> **WORK INSTRUCTIONS**: Extract each line of the listing below that contains the string "jacket". The match is case-sensitive.

====

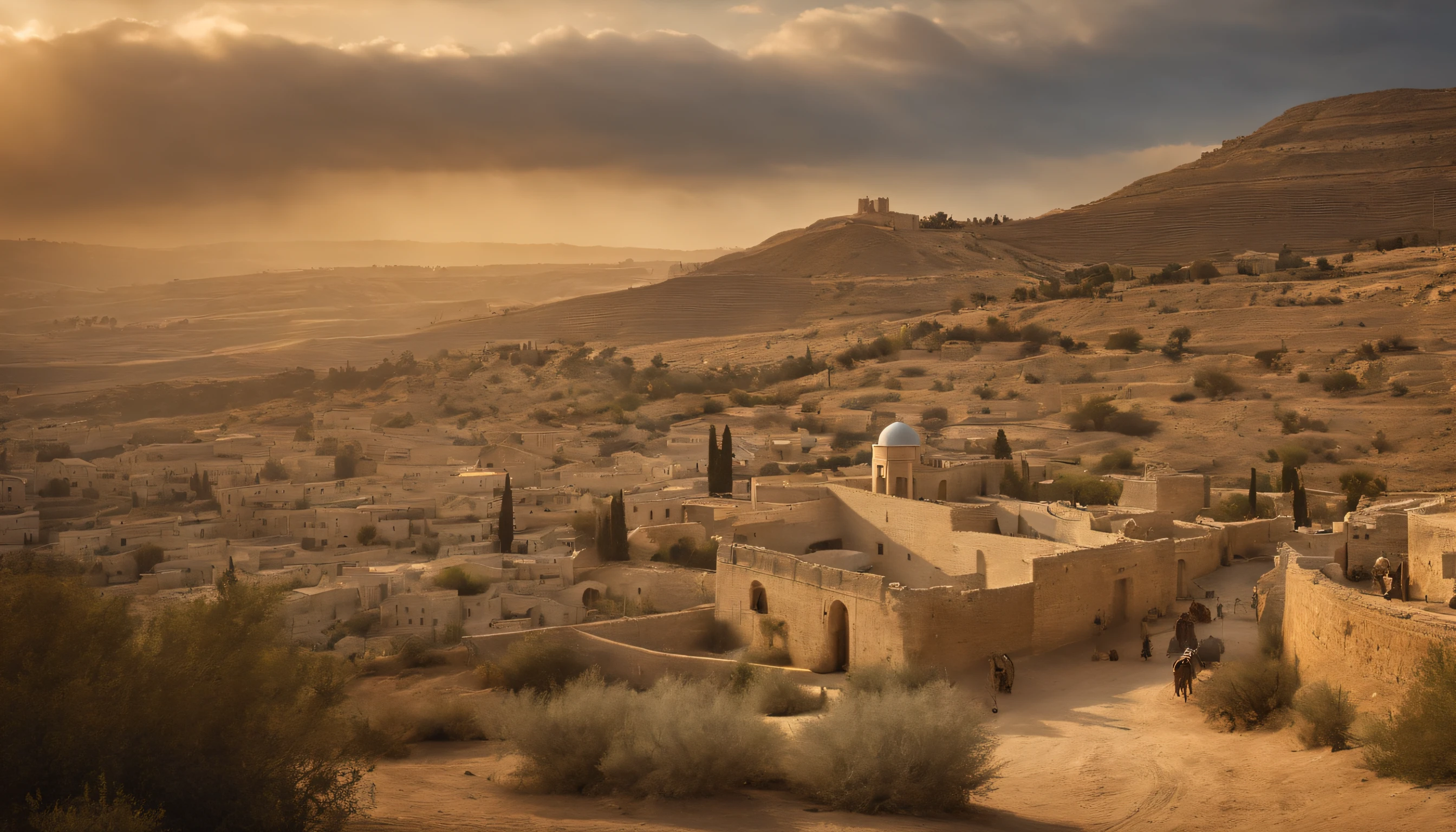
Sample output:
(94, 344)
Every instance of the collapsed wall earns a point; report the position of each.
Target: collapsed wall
(1366, 645)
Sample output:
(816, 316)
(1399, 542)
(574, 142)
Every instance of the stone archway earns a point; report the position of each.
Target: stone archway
(837, 637)
(758, 598)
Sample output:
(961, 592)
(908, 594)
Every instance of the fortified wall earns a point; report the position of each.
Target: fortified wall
(1366, 645)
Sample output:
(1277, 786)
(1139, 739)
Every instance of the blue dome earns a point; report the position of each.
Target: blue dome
(899, 434)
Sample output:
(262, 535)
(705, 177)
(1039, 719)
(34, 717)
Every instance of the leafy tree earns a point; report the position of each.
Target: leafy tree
(209, 698)
(1177, 343)
(1419, 742)
(507, 519)
(1359, 483)
(1002, 446)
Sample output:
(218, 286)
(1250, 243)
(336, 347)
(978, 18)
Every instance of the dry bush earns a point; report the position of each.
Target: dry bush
(686, 739)
(679, 739)
(880, 678)
(1419, 744)
(916, 752)
(1245, 694)
(1327, 716)
(440, 719)
(101, 814)
(777, 696)
(564, 736)
(536, 662)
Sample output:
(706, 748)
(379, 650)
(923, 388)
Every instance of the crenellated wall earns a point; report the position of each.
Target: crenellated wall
(1363, 643)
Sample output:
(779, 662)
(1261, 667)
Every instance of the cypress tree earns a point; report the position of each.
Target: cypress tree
(1002, 445)
(712, 459)
(725, 464)
(619, 528)
(1254, 493)
(1301, 503)
(604, 534)
(507, 532)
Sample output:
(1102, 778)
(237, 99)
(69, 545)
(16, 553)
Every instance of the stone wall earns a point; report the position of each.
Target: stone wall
(1072, 588)
(1433, 557)
(961, 630)
(801, 595)
(1363, 643)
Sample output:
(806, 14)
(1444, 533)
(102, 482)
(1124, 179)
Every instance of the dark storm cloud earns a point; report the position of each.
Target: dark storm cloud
(130, 114)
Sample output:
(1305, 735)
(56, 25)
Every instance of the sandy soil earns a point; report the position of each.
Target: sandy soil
(1087, 745)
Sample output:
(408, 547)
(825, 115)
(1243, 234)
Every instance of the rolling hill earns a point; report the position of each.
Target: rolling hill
(41, 264)
(1318, 177)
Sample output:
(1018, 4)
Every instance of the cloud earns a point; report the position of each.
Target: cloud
(132, 114)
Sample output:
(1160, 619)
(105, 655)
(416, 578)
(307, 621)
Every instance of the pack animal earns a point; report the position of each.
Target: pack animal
(1184, 674)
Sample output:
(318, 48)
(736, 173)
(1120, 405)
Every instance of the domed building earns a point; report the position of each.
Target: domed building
(893, 459)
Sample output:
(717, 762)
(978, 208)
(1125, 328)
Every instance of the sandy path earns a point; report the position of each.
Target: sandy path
(1087, 745)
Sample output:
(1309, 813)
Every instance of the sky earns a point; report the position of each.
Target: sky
(650, 123)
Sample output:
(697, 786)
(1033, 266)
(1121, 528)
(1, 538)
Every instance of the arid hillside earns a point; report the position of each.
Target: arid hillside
(1318, 177)
(843, 246)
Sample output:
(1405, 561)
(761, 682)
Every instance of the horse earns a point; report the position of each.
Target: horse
(1184, 632)
(1184, 674)
(1005, 672)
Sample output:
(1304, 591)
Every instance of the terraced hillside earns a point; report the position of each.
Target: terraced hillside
(1318, 177)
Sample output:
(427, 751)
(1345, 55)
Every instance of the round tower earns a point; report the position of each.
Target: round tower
(893, 459)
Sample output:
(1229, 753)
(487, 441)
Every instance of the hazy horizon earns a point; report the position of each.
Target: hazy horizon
(634, 121)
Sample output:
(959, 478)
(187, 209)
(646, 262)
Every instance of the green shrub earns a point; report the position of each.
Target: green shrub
(1244, 694)
(1328, 714)
(689, 739)
(679, 739)
(1419, 744)
(562, 738)
(89, 691)
(105, 812)
(777, 696)
(907, 751)
(541, 664)
(460, 580)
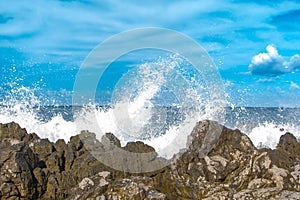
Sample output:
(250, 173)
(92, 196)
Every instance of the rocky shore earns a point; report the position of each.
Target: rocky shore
(34, 168)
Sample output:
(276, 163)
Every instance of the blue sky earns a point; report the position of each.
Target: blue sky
(253, 43)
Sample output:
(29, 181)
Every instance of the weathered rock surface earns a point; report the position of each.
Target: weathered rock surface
(231, 168)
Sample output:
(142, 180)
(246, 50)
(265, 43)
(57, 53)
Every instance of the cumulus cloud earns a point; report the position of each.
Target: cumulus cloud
(294, 85)
(272, 63)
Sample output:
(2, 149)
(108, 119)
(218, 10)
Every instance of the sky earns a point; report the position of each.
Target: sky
(254, 44)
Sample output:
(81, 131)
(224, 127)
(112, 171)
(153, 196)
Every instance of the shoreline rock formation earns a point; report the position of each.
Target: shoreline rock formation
(233, 168)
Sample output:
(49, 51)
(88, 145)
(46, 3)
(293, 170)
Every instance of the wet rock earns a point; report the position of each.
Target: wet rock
(12, 131)
(218, 163)
(16, 165)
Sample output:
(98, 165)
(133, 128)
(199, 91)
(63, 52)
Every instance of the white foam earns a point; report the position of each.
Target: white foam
(268, 134)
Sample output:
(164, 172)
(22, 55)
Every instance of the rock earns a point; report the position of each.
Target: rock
(16, 168)
(12, 131)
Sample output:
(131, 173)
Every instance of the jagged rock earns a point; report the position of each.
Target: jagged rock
(16, 165)
(12, 131)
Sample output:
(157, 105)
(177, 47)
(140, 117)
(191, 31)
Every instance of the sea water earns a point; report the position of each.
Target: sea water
(143, 115)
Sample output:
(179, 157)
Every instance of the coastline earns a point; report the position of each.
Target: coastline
(35, 168)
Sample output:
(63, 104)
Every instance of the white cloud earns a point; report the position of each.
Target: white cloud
(272, 63)
(294, 85)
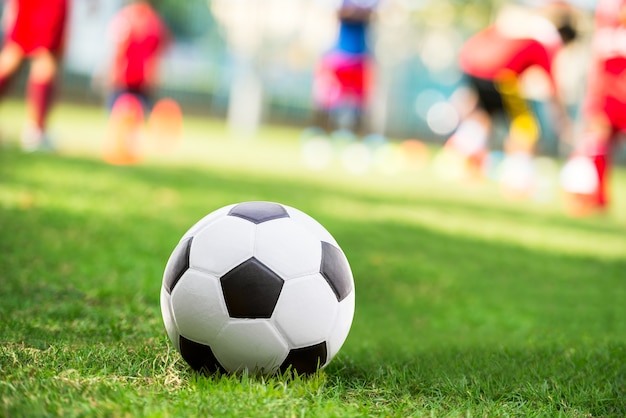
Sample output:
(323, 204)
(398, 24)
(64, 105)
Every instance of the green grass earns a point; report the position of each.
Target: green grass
(467, 304)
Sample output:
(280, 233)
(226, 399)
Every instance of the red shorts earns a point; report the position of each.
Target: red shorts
(39, 24)
(609, 99)
(342, 80)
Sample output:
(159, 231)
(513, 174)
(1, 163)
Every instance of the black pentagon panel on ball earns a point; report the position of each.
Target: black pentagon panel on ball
(178, 264)
(336, 270)
(259, 212)
(251, 290)
(305, 360)
(199, 356)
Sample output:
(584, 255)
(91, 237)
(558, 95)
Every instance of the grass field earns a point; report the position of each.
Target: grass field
(467, 304)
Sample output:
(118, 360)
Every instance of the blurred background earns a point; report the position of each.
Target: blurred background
(252, 61)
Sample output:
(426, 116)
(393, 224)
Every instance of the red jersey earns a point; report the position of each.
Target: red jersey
(606, 88)
(39, 24)
(140, 37)
(490, 52)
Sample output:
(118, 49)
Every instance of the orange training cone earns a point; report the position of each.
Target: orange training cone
(122, 145)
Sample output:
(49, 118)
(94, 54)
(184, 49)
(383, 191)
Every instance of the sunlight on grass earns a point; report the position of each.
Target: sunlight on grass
(467, 304)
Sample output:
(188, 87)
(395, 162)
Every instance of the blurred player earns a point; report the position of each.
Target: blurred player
(493, 61)
(140, 38)
(604, 111)
(35, 30)
(342, 79)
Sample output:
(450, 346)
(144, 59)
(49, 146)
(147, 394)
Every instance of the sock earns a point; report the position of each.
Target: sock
(40, 96)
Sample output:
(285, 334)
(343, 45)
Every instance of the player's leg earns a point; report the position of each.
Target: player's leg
(11, 57)
(39, 96)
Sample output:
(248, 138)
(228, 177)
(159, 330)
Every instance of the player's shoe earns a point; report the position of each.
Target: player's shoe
(34, 139)
(580, 185)
(518, 176)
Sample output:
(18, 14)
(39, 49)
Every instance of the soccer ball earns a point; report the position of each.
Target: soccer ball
(257, 286)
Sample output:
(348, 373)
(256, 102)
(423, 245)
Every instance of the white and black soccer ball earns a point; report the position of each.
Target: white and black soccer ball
(257, 286)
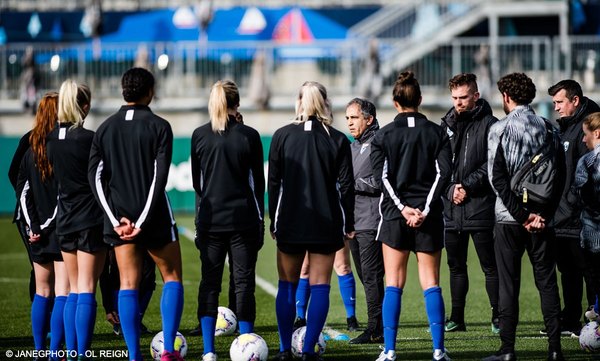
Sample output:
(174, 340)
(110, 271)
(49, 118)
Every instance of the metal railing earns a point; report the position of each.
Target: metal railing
(187, 70)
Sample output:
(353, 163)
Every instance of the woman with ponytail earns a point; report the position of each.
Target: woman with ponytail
(79, 218)
(228, 177)
(311, 205)
(128, 171)
(37, 191)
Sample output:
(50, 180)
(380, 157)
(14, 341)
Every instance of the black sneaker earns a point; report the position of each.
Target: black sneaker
(300, 322)
(366, 338)
(352, 324)
(196, 331)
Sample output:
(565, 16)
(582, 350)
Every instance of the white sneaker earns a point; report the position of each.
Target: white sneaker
(211, 356)
(441, 355)
(389, 356)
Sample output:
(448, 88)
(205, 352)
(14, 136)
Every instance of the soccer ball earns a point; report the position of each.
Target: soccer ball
(226, 322)
(157, 346)
(298, 342)
(589, 338)
(249, 347)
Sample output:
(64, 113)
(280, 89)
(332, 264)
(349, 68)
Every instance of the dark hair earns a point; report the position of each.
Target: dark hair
(518, 86)
(571, 87)
(136, 84)
(469, 79)
(407, 91)
(366, 107)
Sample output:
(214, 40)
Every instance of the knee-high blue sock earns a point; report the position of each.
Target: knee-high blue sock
(317, 314)
(57, 326)
(69, 319)
(85, 318)
(171, 307)
(129, 313)
(302, 296)
(392, 304)
(246, 327)
(208, 333)
(434, 306)
(285, 311)
(348, 293)
(40, 308)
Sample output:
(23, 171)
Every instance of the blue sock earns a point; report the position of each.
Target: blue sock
(40, 308)
(302, 296)
(171, 307)
(392, 304)
(246, 327)
(434, 306)
(348, 293)
(129, 313)
(69, 319)
(57, 325)
(85, 318)
(317, 314)
(208, 325)
(285, 311)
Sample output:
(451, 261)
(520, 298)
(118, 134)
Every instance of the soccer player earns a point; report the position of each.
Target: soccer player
(469, 199)
(311, 204)
(411, 164)
(37, 190)
(512, 141)
(129, 166)
(572, 107)
(79, 218)
(228, 177)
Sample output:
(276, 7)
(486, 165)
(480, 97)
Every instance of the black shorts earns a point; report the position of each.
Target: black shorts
(88, 240)
(429, 237)
(148, 238)
(302, 248)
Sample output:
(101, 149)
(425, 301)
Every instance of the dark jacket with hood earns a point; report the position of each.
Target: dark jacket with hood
(468, 132)
(566, 219)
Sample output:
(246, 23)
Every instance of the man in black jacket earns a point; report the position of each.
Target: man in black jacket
(366, 251)
(469, 200)
(572, 107)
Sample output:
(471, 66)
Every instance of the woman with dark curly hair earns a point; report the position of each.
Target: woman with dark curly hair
(129, 167)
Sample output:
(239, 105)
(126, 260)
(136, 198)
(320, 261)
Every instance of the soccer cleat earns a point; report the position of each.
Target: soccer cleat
(211, 356)
(299, 322)
(452, 326)
(496, 326)
(387, 356)
(175, 356)
(441, 355)
(352, 323)
(367, 337)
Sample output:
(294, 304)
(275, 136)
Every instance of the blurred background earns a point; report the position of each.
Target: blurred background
(269, 47)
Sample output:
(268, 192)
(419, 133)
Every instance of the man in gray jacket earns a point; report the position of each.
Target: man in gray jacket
(366, 251)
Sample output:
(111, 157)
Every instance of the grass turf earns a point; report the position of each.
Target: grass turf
(413, 340)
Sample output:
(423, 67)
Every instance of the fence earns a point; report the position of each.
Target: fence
(186, 70)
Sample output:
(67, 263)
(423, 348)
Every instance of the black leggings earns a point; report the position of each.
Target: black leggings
(243, 247)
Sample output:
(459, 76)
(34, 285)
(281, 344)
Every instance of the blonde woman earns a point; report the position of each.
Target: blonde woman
(228, 177)
(311, 205)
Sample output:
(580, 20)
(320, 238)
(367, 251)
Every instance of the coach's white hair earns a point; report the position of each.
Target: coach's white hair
(72, 99)
(312, 101)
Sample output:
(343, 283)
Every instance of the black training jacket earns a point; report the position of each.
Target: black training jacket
(411, 164)
(311, 184)
(566, 219)
(69, 153)
(228, 176)
(468, 132)
(128, 170)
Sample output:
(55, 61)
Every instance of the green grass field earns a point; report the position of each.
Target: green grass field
(413, 340)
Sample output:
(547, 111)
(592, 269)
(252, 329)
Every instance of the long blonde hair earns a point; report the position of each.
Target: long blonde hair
(224, 95)
(72, 99)
(312, 101)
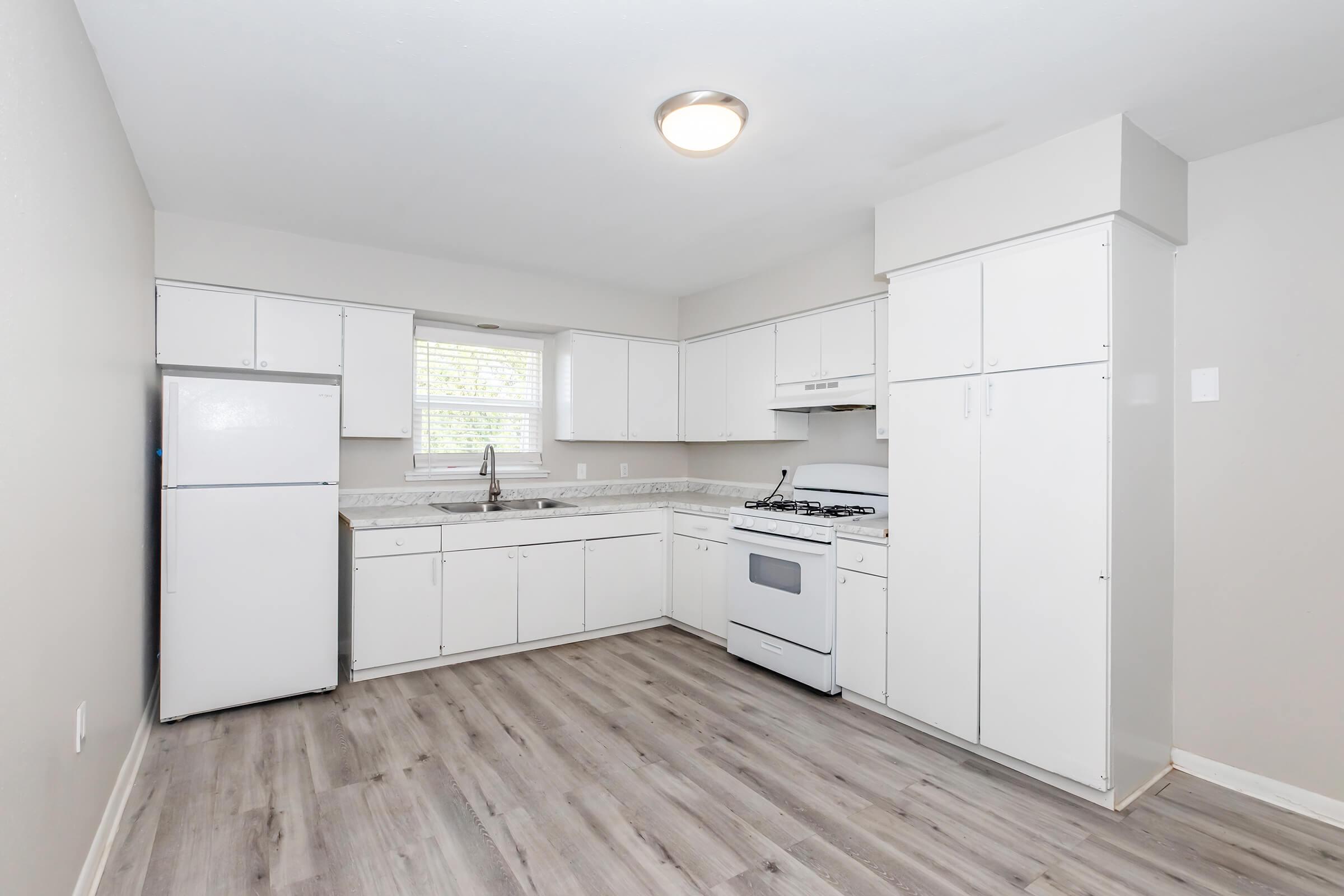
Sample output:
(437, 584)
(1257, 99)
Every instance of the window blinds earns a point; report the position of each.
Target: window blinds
(476, 390)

====

> **TASK OUTPUT**:
Every instance of the dark jacket with hood earns a point; report the position of each.
Target: dark jacket with hood
Every instance of the man in black jacket earns a point; report the position of each.
Target: man in black jacket
Every instance of the man in gray jacket earns a point; report the position of each.
Target: man in gray jacket
Every instance of the black training jacket earns a point; report the position of each.
Target: black training jacket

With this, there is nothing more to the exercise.